◆ Gekozen fragment
▼▼▼
| |
| |
| |
Hoofdstuk V
De taak van de aanvoerder
Een speciaal hoofdstuk over de aanvoerder en diens belangrijke taak lijkt zeker op zijn plaats.
Inderdaad, een belangrijke taak!
Een taak, die waarlijk niet beperkt moet blijven tot het kennismaken met de scheidsrechter, het opgooien (tossen) voor de aanvang en het bedanken van de fluitist na afloop.
Om hier even bij stil te blijven staan: de aanvoerder dient natuurlijk de eerste beginselen van de burgerlijke beleefdheid in acht te nemen. Zodra de spelers op het veld staan, is hij de vertegenwoordiger van zijn club geworden en men mag van hem dus verlangen, dat hij een zekere hoffelijkheid jegens scheidsrechter en tegenstanders in acht neemt. Dat geldt niet alleen bij de aanvang, maar ook tijdens de wedstrijd, zelfs als de gemoederen verhit zouden raken. En het geldt ook voor het einde van de strijd, want hoezeer de aanvoerder in zijn hart er ook van overtuigd zou mogen zijn, dat de scheidsrechter fouten gemaakt heeft, dan zal dat hem zeker niet mogen verhinderen de gebruikelijke dank voor de leiding over te brengen.
Meer dan welke andere speler ook behoort de aanvoerder doorkneed te zijn in de kennis van de spelregels. Hij toch is degene, die - in beleefde bewoordingen - de scheidsrechter een opmerking mag maken als naar zijn mening een verkeerde beslissing genomen is en dat zal hij zich alleen maar kunnen veroorloven als hij de regels van het spel volkomen onder de knie heeft. Deze kennis stelt hem ook in staat eventueel na afloop van de wedstrijd protest aan te tekenen tegen een verkeerde toepassing van de spelregels, waarbij hem uiteraard bekend moet zijn, dat een protest tegen een verkeerde waarneming van de scheidsrechter geen succes kan opleveren en dat dit dus weggegooid geld voor zijn vereniging betekent. Een verworpen protest brengt immers met zich mee, dat de vereniging haar aandeel
| |
| |
moet betalen in de kosten van de Protestcommissie, wat een vrij hoog bedrag kan betekenen.
Hij moet ook weten op welke wijze het protest moet worden ingediend, hetgeen alles omschreven staat in het reglement van de K.N.V.B. of zijn Afdelingen. Zo moet hem o.a. bekend zijn, dat het indienen moet geschieden binnen 5 minuten na afloop van de wedstrijd in aanwezigheid van de aanvoerder der tegenpartij.
▲▲▲
◆ Gegevensdeel
▼▼▼
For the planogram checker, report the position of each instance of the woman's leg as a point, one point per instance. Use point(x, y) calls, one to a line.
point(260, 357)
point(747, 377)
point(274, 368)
▲▲▲
◆ Wat gevraagd wordt
Binnen hoeveel minuten na afloop van de wedstrijd moet volgens het fragment over de taak van de aanvoerder een protest worden ingediend?

◆ Voltooide taak
Binnen 5 minuten na afloop van de wedstrijd.